> **Description of the task**
The response must contain every line of the records that follow, duplicated exactly.

> **Material shown**
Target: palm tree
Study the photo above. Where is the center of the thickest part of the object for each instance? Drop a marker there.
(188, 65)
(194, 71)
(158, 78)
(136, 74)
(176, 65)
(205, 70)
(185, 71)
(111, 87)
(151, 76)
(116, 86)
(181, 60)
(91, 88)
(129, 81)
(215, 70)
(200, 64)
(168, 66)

> **Result**
Target: palm tree
Study the photo above. Where is the center of the thickest part of the object for each instance? Drop a marker there.
(188, 65)
(194, 71)
(158, 78)
(136, 74)
(176, 65)
(205, 70)
(185, 71)
(111, 87)
(151, 76)
(116, 86)
(181, 60)
(91, 88)
(129, 81)
(215, 70)
(200, 64)
(168, 66)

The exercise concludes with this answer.